### Written problem
Pick out each line of the records below that contains the word "surface" and copy it out in full. Only matches with the same capitalization count.

Entries from a dataset
= = =

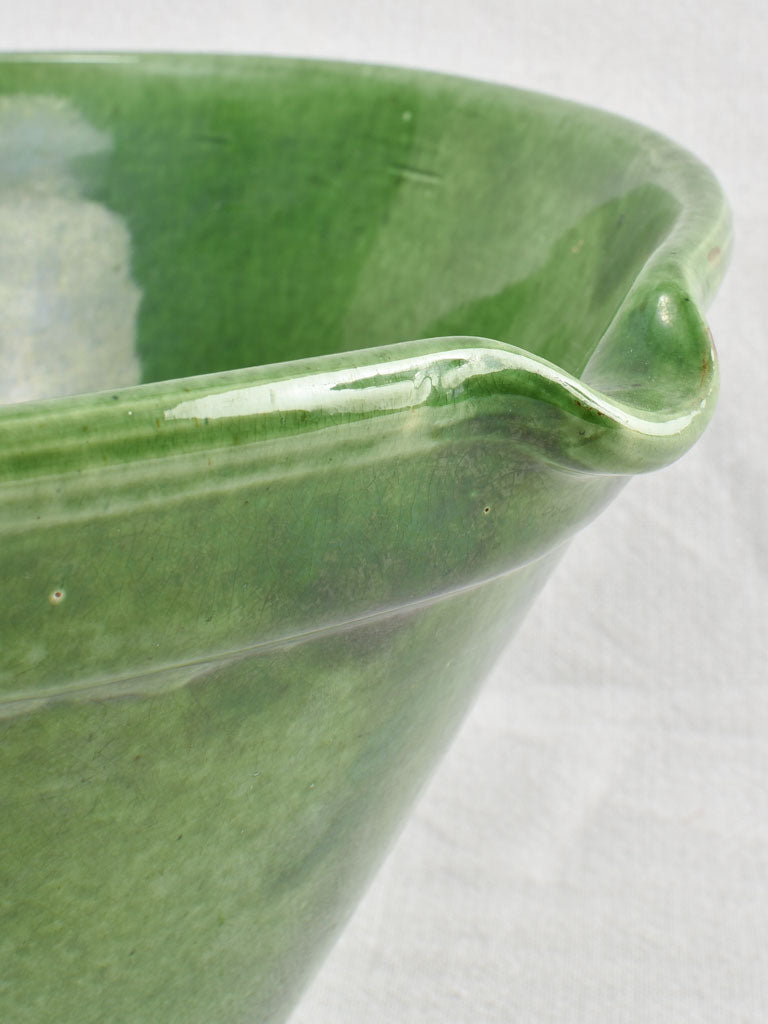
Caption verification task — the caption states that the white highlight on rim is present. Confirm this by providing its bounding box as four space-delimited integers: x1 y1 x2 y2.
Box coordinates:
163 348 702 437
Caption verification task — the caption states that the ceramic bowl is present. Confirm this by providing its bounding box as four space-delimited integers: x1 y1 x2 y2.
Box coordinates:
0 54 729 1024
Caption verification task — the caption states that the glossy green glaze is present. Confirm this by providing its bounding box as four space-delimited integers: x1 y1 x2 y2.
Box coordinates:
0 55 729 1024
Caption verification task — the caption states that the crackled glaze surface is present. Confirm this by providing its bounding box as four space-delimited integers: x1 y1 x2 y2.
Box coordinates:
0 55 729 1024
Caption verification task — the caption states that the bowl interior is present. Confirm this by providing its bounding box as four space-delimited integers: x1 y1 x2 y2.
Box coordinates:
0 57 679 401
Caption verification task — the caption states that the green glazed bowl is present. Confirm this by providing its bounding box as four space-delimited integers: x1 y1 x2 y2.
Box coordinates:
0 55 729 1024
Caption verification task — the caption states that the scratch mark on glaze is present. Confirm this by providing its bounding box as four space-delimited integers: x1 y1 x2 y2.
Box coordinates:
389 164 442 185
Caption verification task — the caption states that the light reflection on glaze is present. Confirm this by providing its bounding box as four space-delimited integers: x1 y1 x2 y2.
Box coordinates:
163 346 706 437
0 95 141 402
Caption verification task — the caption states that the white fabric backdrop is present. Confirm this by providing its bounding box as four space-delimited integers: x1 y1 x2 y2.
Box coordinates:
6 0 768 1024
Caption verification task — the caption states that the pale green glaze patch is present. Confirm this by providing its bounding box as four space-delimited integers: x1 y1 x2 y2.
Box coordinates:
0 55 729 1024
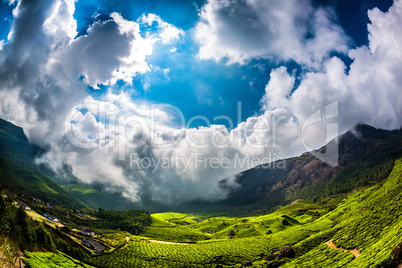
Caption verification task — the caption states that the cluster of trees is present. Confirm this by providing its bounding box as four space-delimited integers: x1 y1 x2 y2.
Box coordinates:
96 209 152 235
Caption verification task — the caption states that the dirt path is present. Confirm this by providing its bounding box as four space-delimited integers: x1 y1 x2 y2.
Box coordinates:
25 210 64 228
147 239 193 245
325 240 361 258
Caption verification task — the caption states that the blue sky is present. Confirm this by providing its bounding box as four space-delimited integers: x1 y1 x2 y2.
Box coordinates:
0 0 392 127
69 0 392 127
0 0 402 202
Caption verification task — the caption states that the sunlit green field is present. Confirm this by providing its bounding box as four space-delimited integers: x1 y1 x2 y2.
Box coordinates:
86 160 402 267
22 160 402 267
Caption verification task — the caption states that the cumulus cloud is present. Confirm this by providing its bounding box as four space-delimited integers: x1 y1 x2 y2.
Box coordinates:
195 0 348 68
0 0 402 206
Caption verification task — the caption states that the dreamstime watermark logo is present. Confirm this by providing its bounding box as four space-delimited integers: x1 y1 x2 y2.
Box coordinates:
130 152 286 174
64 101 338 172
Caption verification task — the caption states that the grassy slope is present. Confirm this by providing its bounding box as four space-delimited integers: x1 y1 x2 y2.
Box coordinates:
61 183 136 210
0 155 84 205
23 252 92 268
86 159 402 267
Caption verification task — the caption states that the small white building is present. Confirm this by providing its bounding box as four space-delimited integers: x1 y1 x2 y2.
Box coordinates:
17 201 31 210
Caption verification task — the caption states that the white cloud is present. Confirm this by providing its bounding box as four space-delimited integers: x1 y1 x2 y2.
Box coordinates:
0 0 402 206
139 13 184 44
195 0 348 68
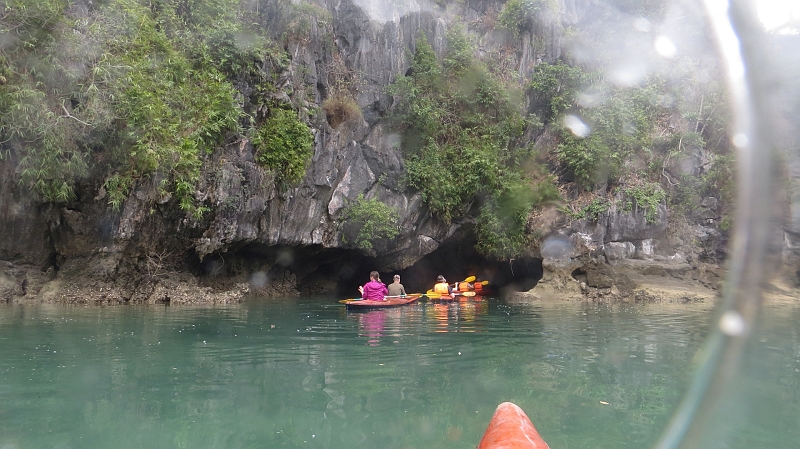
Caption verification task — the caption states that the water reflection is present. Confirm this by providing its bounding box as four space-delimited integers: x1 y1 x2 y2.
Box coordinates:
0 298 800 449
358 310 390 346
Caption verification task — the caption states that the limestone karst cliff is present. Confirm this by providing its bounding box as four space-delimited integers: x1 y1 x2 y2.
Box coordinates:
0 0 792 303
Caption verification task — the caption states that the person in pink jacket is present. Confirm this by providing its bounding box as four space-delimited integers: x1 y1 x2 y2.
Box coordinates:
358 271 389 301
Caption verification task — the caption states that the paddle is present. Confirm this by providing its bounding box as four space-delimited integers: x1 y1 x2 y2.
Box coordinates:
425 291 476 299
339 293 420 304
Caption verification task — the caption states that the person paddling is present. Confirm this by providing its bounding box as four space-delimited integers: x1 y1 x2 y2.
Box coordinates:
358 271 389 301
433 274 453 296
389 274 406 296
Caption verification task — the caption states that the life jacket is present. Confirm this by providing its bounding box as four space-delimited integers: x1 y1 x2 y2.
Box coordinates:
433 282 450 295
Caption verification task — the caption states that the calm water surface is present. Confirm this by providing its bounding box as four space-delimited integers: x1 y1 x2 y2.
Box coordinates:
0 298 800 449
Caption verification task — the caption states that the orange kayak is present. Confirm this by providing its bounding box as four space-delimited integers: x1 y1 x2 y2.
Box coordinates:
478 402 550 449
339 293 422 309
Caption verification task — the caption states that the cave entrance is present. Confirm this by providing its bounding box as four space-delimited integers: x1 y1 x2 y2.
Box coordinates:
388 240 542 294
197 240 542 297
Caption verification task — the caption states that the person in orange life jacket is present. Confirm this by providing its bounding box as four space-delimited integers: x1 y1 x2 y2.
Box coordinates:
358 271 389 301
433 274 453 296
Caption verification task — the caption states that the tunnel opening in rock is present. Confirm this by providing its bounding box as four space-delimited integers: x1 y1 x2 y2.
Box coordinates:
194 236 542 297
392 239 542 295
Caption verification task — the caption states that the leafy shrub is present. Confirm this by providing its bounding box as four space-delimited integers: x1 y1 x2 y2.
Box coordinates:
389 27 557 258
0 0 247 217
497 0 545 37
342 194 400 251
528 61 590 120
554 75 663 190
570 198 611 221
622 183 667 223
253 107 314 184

= = =

### Written response
Caption verification task — the caption states that the crackled glaze surface is present. Confirm this by providing its bounding box as four space-delimited integers: x1 y1 x2 y2.
Caption verification task — the caption states that the calm water surface is present. Confirm this by providing its bounding box as four space-delimited integers: x1 y1 x2 y2.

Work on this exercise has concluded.